= Passage =
▼

2. The 1st defendant, senior wife of Somasundara, was disputing the validity of the adoption of the 3rd defendant and had also instituted O.S. No. 22 of 1925 on the file of the Tiruvarur Sub-Court for a declaration of the invalidity of the adoption. The 2nd defendant for herself and as guardian of the minor 3rd defendant states that she had no knowledge of the circumstance under which and the purpose for which the registered maintenance deed, dated 28th December, 1912, came into existence, and she accordingly puts the plaintiff to proof of the allegations made by her in respect of it. It is admitted that the plaintiff did not receive the income of the lands set apart for her maintenance under the said deed and therefore she should only be entitled to the profits of those lands in respect of her past maintenance after ascertainment of those profits by the Court.
3. The learned Subordinate Judge found the case set up in the plaint to be substantially true and held that the maintenance deed in question (Ex. I) was never intended to be acted upon and was also never acted upon. In the view that that document purporting to be a maintenance deed was only a sham, he treated it to be inoperative and held that it would not debar the plaintiff from claiming a reasonable rate of maintenance for the plaint-mentioned period on account of arrears due to her. Considering all the circumstances of this case, he allowed the plaintiff's claim for arrears of maintenance at the rate of Rs. 6,000 per annum and passed a decree accordingly. As against this decision, defendants 2 and 3 have filed this appeal, while the plaintiff has filed a memorandum of objections stating that the full rate claimed by her in the plaint should have been allowed by the Lower Court.
4. When the present claim of the plaintiff is resisted on the strength of the registered deed, Ex. I, to which she and her husband's brother Somasundara were parties, there is no doubt that the burden of proving that this deed which is ostensibly a deed of maintenance was only a sham is upon the plaintiff. As observed in the decision in Ranga Aiyar v. Srinivasa Aiyangar I.L.R. (1897) 21 Mad. 56 there must be clear evidence to justify a Court in holding that the parties did not intend that any legal effect should be given to it. In order to substantiate such a case it should be shown for what purpose other than the ostensible one the deed was executed. It is necessary to understand under what circumstances Ex. I came to be executed. [His Lordship then discussed the evidence and continued:]
5. In the view I have taken of the facts disclosed in this case, I consider that the deed in question, which sounds ostensibly like a deed of maintenance, was executed nominally, or in other words, not with the intention of giving effect to that deed as an operative contract, grant or disposition, but it was brought about in this form by Somasundara with the sole object of securing a sort of acknowledgment by the plaintiff of the undivided status of her husband. This object has been achieved by the insertion of a recital to that effect as a preamble to the maintenance deed, Ex. I, but that is only a statement of a fact and not part of any contract, grant or disposition. Ex. I, if treated as a contract, grant or disposition is shown to be wholly nominal or sham and as such it is void and unenforceable. It does not represent any real agreement arrived at as between the plaintiff and Somasundara. This is not a case where oral evidence is sought to be adduced for showing that Ex. I is enforceable not according to its plain terms, but in a modified form by something being substituted for or subtracted from or added to any of the terms expressly mentioned therein. It is only when parol evidence is sought to be let in for proving such a case, that Section 92 of the Indian Evidence Act would be a bar and render such oral evidence inadmissible. What the plaintiff seeks to prove in this case is that there was never any real disposition at all under Ex. I.

▲

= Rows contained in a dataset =
▼

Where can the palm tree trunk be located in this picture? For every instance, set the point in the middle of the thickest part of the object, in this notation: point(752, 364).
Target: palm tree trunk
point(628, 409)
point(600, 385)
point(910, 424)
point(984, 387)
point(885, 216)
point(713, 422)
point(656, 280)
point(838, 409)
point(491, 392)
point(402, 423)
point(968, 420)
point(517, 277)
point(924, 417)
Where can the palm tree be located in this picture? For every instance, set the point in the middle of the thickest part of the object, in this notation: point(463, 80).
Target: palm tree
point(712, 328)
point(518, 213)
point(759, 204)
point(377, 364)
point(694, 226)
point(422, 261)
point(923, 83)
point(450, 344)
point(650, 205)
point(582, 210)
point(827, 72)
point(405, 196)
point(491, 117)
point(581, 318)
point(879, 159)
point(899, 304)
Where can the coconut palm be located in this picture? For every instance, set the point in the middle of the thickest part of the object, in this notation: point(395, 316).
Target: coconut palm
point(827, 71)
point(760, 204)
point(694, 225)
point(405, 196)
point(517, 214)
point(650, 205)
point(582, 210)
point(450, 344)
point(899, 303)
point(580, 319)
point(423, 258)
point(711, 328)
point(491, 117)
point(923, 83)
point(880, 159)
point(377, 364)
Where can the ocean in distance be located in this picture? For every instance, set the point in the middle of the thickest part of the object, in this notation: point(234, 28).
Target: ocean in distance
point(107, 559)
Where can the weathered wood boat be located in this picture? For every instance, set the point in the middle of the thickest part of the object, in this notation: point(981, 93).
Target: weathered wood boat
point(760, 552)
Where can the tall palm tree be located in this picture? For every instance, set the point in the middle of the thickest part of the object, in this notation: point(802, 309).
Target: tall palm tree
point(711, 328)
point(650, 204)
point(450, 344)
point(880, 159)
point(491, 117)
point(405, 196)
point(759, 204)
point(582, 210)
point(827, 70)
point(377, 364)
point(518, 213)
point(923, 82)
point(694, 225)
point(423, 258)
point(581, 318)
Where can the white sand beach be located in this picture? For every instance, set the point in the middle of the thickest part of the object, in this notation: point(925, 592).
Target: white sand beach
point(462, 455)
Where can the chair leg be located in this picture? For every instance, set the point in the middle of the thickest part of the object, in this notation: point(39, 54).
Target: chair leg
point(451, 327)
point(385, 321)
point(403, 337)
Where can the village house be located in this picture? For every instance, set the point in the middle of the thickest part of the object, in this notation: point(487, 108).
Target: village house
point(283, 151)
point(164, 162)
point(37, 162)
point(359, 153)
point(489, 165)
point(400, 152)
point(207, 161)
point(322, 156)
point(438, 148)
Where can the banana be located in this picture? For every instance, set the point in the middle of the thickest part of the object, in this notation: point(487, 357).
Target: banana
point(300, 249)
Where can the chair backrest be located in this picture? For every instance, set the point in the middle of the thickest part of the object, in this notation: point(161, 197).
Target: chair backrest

▲

= Written problem A =
In paragraph 5 of the judgment, list the three kinds of operative instrument that Ex. I was not intended to take effect as.
= Written problem B =
From the judgment, print the part from "3. The learned" up to and including "the Lower Court.".
= Written problem C =
According to the judgment, at what rate did the Subordinate Judge allow the plaintiff's arrears of maintenance?

= Reply A =
Contract, grant, disposition

= Reply B =
3. The learned Subordinate Judge found the case set up in the plaint to be substantially true and held that the maintenance deed in question (Ex. I) was never intended to be acted upon and was also never acted upon. In the view that that document purporting to be a maintenance deed was only a sham, he treated it to be inoperative and held that it would not debar the plaintiff from claiming a reasonable rate of maintenance for the plaint-mentioned period on account of arrears due to her. Considering all the circumstances of this case, he allowed the plaintiff's claim for arrears of maintenance at the rate of Rs. 6,000 per annum and passed a decree accordingly. As against this decision, defendants 2 and 3 have filed this appeal, while the plaintiff has filed a memorandum of objections stating that the full rate claimed by her in the plaint should have been allowed by the Lower Court.

= Reply C =
Rs. 6,000 per annum.